* [QUOTED TEXT]:
····················
Tuesday, October 7, 2008

Team 2

I'm also going to run my roommate Sean, Sean's friend Brent, and Brent's brother whose name I keep forgetting through the game as well, as a seperate party whose adventures take place roughly simultaneously with the other groups'.

I want to reuse some material, obviously, but I also want to have these parties exist in the same world, so I'll see if I can strike that balance. I think there's some good opportunities here for interesting indirect (and occaisionally direct) overlap between the groups, where the result of one party's actions affect the other...


Sunday, October 5, 2008

Session 1: Dead by Sunset, Regenerating by Moonlight, Oct 4th


This is a bit of a short version recap of the first session of the Coral Island campaign. Out-of-game comments are italicized. Advice and feedback welcome.


The game begins as the players sail out of Twilight Bay, on the northern coast of the eastern continent of the world. They are on the boat of Angus Landar, who has hired them to crew a boat to Coral Island, a one-way trip of considerble risk and uncertainty. On the way, Angus teaches the men much about sailing, fishing, and just a bit about love. As the sun sets on the seventh night of the journey, Coral Island appears on the horizon, but so does an ominous ship.

Geoff notices similarly ominous bubbles on the water, and mutters halfhearted warning, but within seconds, submerged attackers leap from the water. It seems Angus has had run-ins with these ruffians before: they are raiders from the nation of New Valta, who have been threatening and harassing the ships that try to land at Coral Island. Before long, lives and ships have been threatened, and combat ensues. The ship in the distance approaches, two ominous “thwumping” sounds ring out in the distance.
····················
Segmentation annotation records
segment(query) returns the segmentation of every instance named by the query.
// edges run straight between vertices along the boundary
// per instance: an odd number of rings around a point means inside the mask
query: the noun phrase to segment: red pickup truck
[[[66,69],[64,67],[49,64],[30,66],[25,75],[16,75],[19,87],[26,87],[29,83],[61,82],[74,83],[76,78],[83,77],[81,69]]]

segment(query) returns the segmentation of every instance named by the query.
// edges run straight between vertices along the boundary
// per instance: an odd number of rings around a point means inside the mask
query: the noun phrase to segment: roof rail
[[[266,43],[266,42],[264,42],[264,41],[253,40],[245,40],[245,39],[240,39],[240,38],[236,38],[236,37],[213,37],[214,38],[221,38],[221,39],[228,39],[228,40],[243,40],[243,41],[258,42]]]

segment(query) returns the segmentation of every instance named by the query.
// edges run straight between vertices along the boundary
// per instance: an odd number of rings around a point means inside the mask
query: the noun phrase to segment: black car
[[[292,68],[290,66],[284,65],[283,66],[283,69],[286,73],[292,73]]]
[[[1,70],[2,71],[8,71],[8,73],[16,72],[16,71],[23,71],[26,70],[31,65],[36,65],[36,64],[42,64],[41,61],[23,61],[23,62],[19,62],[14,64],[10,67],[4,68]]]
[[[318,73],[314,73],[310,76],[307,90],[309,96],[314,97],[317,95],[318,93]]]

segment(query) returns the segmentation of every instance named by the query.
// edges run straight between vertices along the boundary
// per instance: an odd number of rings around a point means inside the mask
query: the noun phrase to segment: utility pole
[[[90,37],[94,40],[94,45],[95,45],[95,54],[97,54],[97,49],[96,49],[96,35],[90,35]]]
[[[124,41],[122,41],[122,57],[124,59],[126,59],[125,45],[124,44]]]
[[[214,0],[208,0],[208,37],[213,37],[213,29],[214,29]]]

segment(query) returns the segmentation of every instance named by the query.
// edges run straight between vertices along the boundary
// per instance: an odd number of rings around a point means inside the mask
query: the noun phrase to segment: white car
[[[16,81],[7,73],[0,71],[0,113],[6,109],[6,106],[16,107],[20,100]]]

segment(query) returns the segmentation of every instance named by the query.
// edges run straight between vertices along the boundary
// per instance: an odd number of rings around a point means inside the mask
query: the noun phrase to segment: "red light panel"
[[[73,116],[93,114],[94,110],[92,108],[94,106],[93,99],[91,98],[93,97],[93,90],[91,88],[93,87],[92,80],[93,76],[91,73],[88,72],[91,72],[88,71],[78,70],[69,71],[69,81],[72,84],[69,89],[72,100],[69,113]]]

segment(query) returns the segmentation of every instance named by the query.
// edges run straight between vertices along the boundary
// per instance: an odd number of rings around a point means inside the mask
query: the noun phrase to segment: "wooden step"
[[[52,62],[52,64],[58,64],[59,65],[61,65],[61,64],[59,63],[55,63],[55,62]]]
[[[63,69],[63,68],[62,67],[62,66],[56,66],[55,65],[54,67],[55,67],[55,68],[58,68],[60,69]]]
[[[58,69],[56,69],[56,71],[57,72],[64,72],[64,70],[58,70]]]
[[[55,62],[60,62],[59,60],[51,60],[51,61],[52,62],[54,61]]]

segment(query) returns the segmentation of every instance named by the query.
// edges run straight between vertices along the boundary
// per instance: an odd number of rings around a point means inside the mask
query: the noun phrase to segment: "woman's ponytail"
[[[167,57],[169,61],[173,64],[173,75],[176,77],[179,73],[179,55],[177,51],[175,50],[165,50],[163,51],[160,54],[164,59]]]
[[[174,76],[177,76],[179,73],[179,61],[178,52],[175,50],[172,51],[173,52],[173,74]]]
····················
* [WHAT YOU NEED TO DO]:
• 1. Answer these questions about the campaign blog:
(a) What is the name of Sean's friend who will be in the separate party?
(b) Who hired the players to crew a boat to Coral Island?
(c) From which nation do the raiders come?
• 2. Write the next part of the campaign blog's session recap, picking up after its final sentence.

* [ANSWER LIST]:
• 1.
(a) Brent
(b) Angus Landar
(c) New Valta

• 2.
Garik, who had been at the front of the ship, finds himself in a tough spot, surrounded by the three attackers, who begin hacking at him mercilessly. To make matters worse, two men wearing strange gliding devices begin circling the ship, raining crossbow bolts upon the players. A pair of triple-shot attacks are leveled at Garik, the perceived leader and favorite target of the New Valtans. His own inspiring words keep him fighting, as does the healing touch of paladin John. The other players charge into the melee, as well as Angus himself, swinging his sword and throwing daggers. Cannon shots also rain onto the ship, punching holes in its hull. One slams into one of the ships masts, and it crashes directly onto Josh, who is battered nearly into submission (things that have fallen on Josh: 1).

Soon, after bolt after bolt, sword strike after sword strike, Garik can take no more and falls under a rain of wounds. Every time he gets up, he’s knocked back down again, refusing to give up. Meanwhile, Josh fires Eldritch bolts at the flying foes, damaging the wings of one, who totters dangerously through the air. Soon, the tide of battle has turned: one of the boat-locked raiders has perished, and then another, and a renewed Garik heaves a throwing hammer into a gliding soldier’s chest. At last, the last raider leaps from the ship, one glider flies into the distance, while another is forced to make an emergency landing and surrender to the victorious players.

Angus is thankful to the party, paying them their wage, and also rewarding them with an axe that can deliver knockback-inducing blows. They also (retroactively...sorry) find 3 strange coins on one of the raiders. Angus is refers to them as infernals: they are coins made from truesteel, a seemingly unmaleable, unalterable, undamageable material that someone or something has rendered into these coins. They are not especially valuable, but are interesting oddities to collectors.

Having docked in Firewater, the major port of the tri-city nation of Cordalia, conversations ensue. The players have questions about the situation they’ve found themselves in, and Angus agrees to meet them at the Red Dragon bar to explain things later that night. They convene there and buy few pitchers of ale. The gist of Angus’s, meandering, occasionally weepy, sometimes Scottish, tale is:
- This is the nation of Cordalia, made up of 3 major cities on the West side of Coral Island
- About 200 years ago, some people from the capitol formed a new nation, New Valta, on a small island just off the Northern coast.
- About 5 years ago, they declared war on us, citing trade oppression.
- They’re a smaller nation, but they’ve demonstrated a real knack for technology. - The capitol’s subject to a mighty naval blockade, so Firewater has become an important harbor.
- The town’s also important because of the truesteel mine. The island’s pocketed with this stuff folks call truesteel, tough as anything, so much so there’s no way to cut it at all. At this mine, they’ve been pulling up all kinds of complicated stuff out of it made out of truesteel, gears and rods and all kinds of devices that are giving off magic. The capitol’s got a deal with the mine’s owner that’s sending a lot of it up north, and making him rich.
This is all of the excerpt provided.